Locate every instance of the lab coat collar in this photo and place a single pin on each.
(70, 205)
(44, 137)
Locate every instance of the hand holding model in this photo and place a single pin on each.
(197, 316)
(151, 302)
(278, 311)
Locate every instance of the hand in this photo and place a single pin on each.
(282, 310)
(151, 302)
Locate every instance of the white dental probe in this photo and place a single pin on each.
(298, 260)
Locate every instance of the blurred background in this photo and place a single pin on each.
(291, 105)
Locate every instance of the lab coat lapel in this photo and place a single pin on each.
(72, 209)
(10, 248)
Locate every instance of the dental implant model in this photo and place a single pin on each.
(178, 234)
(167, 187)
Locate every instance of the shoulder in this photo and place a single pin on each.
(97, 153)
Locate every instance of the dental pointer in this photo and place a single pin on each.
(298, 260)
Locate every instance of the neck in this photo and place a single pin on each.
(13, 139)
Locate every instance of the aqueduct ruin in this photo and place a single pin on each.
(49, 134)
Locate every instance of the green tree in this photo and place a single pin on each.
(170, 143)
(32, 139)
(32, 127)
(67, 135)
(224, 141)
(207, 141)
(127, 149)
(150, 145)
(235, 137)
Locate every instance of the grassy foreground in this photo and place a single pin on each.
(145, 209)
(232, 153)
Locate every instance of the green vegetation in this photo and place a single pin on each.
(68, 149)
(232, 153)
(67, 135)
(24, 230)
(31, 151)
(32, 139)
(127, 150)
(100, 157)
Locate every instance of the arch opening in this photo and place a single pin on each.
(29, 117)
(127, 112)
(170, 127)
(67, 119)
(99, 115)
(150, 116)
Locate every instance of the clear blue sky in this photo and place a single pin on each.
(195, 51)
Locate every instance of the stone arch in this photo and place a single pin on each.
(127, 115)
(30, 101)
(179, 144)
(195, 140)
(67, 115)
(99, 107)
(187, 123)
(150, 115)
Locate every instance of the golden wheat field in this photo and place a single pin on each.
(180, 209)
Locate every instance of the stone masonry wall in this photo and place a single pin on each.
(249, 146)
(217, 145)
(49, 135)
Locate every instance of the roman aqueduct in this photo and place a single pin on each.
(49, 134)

________________

> **THE EXERCISE**
Reproduce the listing above in full, substituting "one marker" for each occurrence of "single pin" and leaving everything else unchanged.

> **OUTPUT OF THE EXERCISE**
Locate every instance of the lab coat collar in this photo and place a one marker on each.
(70, 205)
(44, 137)
Locate every instance of the hand holding model in this photo and place a one marker on each.
(197, 316)
(151, 302)
(278, 311)
Locate every instance of the hand in this photo and place a one marker on each.
(282, 310)
(151, 302)
Locate every instance of the white dental probe in this photo and place a one marker on each.
(298, 260)
Locate every instance of the blurred background in this photo and place a one marker on each.
(291, 105)
Locate every instance of the lab coat lapel in this photo and place a one marker on each.
(72, 209)
(10, 248)
Locate every instance of the dental implant model in this photo and place a one marker on each.
(178, 234)
(167, 187)
Locate every instance of the shoulder in this photo and place a one marker on each.
(97, 153)
Locate every instance of the dental pointer in this photo and place a one marker on each.
(298, 260)
Locate every instance of the neck in this photo and place a one marker on each.
(13, 139)
Locate every instance of the aqueduct ruin in this photo and place a one marker on each.
(49, 134)
Locate every instance of the green tree in this photo and place a one marker on each.
(170, 143)
(32, 139)
(32, 127)
(67, 135)
(224, 141)
(207, 141)
(127, 149)
(150, 145)
(235, 137)
Locate every instance of the grassy foreground in this photo and place a one marker on each.
(145, 209)
(232, 153)
Locate every instance of the green vegetation in this photo and place a one marker on each.
(68, 149)
(232, 153)
(67, 135)
(24, 230)
(31, 151)
(32, 139)
(127, 150)
(100, 157)
Locate every instance of the arch opening in this photo and place a one marker on each.
(29, 117)
(127, 112)
(170, 127)
(67, 119)
(99, 115)
(150, 116)
Locate every instance of the clear blue sky in this photo and place a one marker on each.
(195, 51)
Locate every instance of the stone arch in this photo and place a one marker on each.
(127, 115)
(30, 101)
(179, 144)
(195, 140)
(67, 115)
(99, 107)
(187, 123)
(150, 115)
Locate every instance of the golden wheat field in this photo and place a one marker on each.
(180, 209)
Locate every instance of the stone masonry wall in this photo and place a one marker on each.
(249, 146)
(217, 145)
(49, 135)
Locate every instance of the roman aqueduct in this photo and place a one marker on each.
(49, 134)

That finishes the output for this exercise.